Testo in esame
Accogliamo con gioia e con un profondo sospiro di sollievo la promulgazione da parte di Papa Francesco di un giubileo sulla Misericordia, sull’amore di Dio che si curva sulla nostra condizione di poveri incapaci di conservare la dignità di uomini e ogni giorno di più pozzi profondi di malvagità, al di là di ogni misura umana. La misericordia infatti è proprio quello di cui abbiamo estremo bisogno e che solo può salvarci e sollevarci.
Quando consideriamo le attuali condizioni di vita dell’uomo non possiamo non spaventarci. Tutto il mondo è sotto la paura di una violenza imprevedibile che potrebbe scoppiare in ogni parte e venire da direzioni impensabili. Una violenza che suscita orrore e che va al di là di ogni misura umana.
Il nostro vivere sociale è malato: l’insaziabile avidità di alcuni opprime ogni giorno di più i poveri, gli indifesi, gli “scarti”. Come un cancro rispunta continuamente con grande vigore una corruzione dilagante, lo sfruttamento, l’ingiustizia.
Si sono imbarbariti i rapporti in tutti gli ambiti: non conta l’amicizia, è sparita la fiducia; perfino nella famiglia, nella coppia si sono intromessi pericoli mortali e diffidenza.
Anche il rapporto con Dio è stato stravolto: l’uomo si sente dio della sua vita e del mondo e con protervia indurisce il suo cuore nutrendosi di un insano senso di onnipotenza.
All’orizzonte sembra profilarsi di nuovo minacciosa la parola di Genesi: “Il Signore vide che la malvagità degli uomini era grande sulla terra e che ogni intimo intento del loro cuore non era altro che male, sempre. E il Signore si pentì di aver fatto l’uomo sulla terra e se ne addolorò in cuor suo” (Gen 6,5s).
Ecco perché il Giubileo della Misericordia è un grande dono per noi, è un invito a riprendere la speranza: ci parla della iniziativa di Dio che viene ad offrirci la salvezza prendendo in considerazione il suo amore e avendo immensa pietà del nostro decadimento.

Il problema
Per favore, rispondi a queste domande sul testo dedicato al Giubileo della Misericordia:
1. Che cosa opprime ogni giorno di più i poveri, gli indifesi e gli "scarti"?
2. Da quale libro biblico è tratta la citazione riportata nel testo?
3. Che cosa è sparito nei rapporti tra le persone?

(Voci salvate)

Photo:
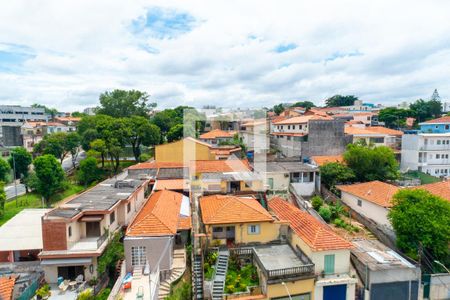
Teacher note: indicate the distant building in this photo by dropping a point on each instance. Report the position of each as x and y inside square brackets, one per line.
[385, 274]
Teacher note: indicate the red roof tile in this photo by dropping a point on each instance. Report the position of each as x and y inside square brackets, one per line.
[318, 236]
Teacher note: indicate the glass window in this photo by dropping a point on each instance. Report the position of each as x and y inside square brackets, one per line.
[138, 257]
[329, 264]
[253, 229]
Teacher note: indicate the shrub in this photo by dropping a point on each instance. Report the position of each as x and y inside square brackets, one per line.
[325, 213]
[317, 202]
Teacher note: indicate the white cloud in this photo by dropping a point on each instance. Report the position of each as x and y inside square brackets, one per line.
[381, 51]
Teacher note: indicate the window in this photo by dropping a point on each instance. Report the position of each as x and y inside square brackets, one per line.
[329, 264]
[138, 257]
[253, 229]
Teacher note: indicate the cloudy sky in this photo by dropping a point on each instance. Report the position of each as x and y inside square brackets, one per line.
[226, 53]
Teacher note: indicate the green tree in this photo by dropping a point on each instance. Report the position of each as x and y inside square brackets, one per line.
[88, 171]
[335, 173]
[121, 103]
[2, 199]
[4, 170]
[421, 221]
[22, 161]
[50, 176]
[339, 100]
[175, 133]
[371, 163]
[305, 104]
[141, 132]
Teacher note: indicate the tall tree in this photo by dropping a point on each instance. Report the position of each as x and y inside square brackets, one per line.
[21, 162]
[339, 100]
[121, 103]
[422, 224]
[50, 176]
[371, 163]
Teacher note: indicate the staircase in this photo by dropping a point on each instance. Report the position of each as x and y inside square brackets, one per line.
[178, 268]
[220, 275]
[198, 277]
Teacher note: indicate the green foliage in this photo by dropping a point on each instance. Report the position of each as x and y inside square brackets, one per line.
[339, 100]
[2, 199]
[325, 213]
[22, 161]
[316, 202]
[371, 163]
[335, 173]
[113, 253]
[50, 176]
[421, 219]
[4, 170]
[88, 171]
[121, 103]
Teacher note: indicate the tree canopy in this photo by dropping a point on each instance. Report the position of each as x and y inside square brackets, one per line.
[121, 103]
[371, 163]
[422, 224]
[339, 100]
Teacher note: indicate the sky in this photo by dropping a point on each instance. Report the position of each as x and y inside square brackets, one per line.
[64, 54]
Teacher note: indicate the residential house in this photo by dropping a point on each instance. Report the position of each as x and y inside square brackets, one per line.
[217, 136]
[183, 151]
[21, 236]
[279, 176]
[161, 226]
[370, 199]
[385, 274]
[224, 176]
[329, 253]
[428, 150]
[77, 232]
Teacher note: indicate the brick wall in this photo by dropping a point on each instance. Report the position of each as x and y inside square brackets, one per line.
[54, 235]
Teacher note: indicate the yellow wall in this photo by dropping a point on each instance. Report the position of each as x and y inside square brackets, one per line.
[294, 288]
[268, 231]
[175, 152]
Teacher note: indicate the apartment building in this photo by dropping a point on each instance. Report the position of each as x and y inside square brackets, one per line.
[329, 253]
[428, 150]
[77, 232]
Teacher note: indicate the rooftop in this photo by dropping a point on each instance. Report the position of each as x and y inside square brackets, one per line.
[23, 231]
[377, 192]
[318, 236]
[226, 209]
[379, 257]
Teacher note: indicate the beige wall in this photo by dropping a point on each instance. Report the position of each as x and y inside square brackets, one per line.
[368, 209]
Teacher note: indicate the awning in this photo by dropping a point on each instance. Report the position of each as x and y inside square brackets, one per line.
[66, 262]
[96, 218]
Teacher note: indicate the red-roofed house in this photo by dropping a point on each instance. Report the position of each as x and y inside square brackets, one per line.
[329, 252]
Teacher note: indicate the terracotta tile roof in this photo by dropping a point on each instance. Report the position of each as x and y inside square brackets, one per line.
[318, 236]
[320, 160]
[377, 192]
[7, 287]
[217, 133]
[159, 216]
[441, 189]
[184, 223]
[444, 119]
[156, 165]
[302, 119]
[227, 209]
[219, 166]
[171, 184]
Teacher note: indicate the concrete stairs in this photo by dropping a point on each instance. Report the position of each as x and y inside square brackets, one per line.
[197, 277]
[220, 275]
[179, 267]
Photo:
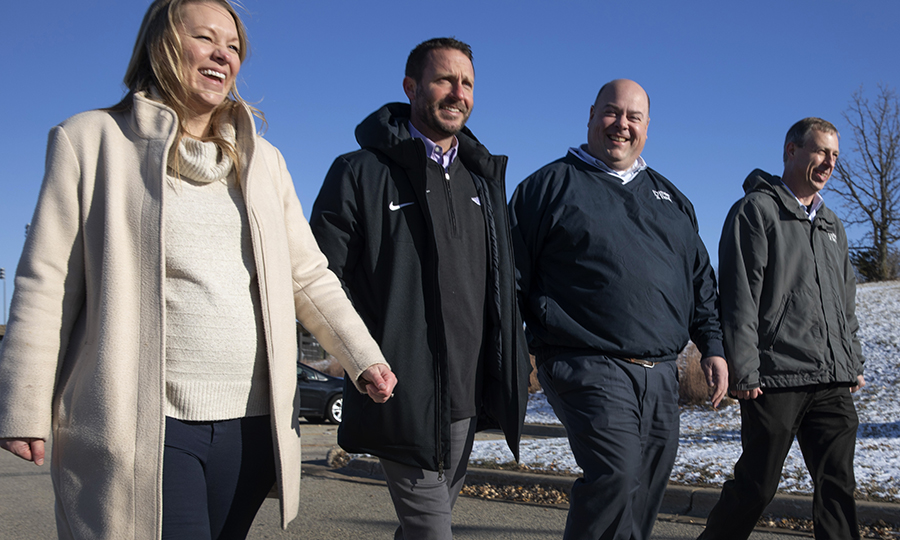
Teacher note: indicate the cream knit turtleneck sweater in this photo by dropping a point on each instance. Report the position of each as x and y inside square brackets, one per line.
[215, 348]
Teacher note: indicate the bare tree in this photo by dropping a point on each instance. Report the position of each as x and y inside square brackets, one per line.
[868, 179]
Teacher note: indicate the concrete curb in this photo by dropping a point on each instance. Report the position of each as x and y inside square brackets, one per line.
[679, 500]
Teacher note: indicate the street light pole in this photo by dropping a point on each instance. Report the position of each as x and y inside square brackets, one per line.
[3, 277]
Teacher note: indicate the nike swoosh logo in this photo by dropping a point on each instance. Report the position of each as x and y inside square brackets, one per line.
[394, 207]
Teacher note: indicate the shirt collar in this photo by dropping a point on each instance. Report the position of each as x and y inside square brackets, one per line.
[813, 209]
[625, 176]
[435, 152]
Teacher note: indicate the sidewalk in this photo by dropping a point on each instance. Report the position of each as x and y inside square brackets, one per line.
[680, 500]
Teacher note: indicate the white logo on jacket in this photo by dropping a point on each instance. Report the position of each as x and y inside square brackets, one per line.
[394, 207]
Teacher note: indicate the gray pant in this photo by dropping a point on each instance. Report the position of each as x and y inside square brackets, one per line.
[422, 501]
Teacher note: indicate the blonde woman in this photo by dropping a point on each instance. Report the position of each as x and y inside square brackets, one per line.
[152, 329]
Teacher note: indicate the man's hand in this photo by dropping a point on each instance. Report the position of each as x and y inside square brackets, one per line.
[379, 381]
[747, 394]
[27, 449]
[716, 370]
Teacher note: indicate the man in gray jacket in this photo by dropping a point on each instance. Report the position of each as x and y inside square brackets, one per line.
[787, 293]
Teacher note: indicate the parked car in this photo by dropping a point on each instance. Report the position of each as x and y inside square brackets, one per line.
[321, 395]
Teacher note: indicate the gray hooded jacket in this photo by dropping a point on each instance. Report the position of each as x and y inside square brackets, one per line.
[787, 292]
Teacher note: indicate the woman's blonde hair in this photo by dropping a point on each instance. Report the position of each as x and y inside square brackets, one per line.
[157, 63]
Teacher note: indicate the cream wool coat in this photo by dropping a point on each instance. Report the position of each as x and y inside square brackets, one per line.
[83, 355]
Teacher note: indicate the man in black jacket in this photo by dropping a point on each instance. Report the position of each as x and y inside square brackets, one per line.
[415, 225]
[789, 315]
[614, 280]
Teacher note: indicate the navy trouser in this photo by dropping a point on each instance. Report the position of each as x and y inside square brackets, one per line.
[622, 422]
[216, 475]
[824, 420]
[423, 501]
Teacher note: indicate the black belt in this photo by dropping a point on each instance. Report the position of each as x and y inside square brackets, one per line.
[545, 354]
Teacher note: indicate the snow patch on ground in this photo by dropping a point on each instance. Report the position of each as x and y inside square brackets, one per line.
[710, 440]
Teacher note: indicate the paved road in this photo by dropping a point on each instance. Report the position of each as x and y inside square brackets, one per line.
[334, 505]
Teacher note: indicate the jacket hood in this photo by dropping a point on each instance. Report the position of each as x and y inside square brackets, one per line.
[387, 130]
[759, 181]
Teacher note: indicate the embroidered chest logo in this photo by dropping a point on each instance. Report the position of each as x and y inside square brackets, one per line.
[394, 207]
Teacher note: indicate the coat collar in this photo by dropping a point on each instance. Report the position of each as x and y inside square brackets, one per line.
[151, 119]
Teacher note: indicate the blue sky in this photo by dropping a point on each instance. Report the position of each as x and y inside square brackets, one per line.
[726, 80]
* * *
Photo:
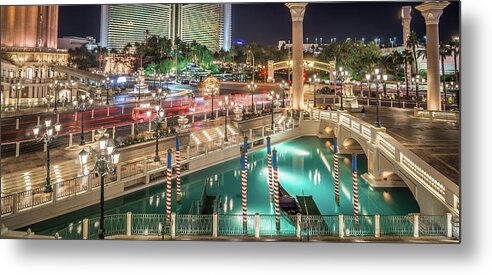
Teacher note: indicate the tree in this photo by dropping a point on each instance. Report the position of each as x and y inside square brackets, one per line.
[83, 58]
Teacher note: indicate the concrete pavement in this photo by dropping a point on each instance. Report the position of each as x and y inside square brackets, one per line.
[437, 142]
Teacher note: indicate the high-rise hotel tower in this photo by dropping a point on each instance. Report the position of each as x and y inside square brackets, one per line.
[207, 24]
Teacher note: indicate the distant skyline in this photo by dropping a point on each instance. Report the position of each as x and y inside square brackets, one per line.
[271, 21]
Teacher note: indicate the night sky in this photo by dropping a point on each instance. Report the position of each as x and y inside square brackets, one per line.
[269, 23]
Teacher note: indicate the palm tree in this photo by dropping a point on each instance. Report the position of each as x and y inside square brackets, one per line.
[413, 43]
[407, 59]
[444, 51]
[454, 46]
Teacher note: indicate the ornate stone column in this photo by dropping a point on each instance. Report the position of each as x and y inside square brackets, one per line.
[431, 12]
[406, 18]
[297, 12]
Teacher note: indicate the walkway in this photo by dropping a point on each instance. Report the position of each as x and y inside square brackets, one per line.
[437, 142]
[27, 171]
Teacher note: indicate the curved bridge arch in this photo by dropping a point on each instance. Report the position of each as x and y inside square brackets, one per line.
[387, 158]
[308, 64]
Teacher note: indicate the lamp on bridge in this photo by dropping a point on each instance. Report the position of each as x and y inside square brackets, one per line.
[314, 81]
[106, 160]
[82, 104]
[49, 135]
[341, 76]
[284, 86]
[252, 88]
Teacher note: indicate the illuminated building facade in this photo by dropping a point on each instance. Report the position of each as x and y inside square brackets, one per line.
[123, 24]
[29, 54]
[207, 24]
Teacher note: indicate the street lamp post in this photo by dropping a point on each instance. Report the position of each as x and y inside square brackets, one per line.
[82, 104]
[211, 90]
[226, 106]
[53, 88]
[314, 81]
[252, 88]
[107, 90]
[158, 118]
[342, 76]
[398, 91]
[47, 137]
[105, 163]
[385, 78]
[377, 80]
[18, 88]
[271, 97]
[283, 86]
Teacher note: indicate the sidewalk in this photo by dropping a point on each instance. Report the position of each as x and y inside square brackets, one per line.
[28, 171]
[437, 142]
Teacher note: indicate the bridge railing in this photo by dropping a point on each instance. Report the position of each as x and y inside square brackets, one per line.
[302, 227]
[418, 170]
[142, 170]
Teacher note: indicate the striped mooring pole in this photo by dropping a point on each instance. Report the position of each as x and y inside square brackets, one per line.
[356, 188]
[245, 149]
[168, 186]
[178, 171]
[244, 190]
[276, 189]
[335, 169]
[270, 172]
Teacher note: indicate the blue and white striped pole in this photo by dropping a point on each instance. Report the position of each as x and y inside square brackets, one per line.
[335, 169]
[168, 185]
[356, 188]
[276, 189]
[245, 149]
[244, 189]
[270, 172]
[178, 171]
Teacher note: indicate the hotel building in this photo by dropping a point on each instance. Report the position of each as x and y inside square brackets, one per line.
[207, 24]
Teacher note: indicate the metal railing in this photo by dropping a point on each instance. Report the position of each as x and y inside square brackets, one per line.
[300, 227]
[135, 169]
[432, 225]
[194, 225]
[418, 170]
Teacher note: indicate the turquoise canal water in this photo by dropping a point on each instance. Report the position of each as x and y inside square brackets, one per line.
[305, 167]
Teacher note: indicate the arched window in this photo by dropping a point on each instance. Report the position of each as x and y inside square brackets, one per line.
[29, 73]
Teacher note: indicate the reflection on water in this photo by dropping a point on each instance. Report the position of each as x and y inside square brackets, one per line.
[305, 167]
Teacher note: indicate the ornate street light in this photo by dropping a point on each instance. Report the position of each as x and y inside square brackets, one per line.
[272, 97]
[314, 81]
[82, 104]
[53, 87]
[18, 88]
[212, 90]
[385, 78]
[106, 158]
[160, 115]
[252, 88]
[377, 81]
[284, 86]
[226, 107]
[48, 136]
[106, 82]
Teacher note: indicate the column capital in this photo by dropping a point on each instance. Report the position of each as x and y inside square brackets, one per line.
==
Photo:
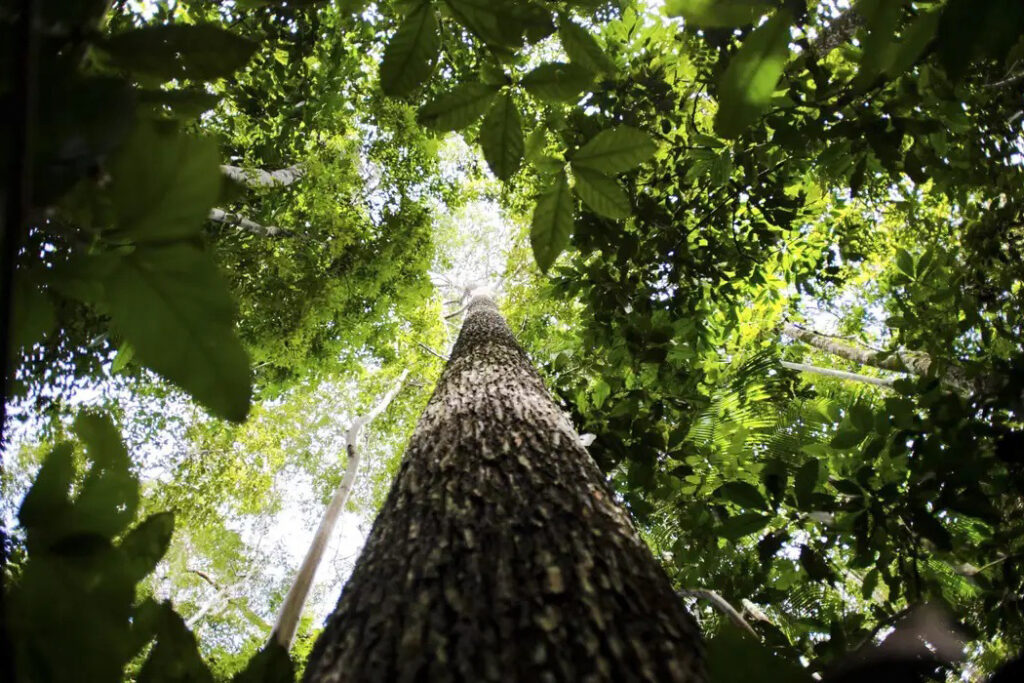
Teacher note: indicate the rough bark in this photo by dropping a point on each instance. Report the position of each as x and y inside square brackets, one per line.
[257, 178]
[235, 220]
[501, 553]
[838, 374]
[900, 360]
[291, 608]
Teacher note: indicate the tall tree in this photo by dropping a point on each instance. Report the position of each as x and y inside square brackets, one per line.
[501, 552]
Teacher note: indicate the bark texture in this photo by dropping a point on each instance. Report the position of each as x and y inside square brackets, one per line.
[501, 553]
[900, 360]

Risultato del compito
1. L'insaziabile avidità di alcuni.
2. Dalla Genesi (Gen 6,5s).
3. La fiducia.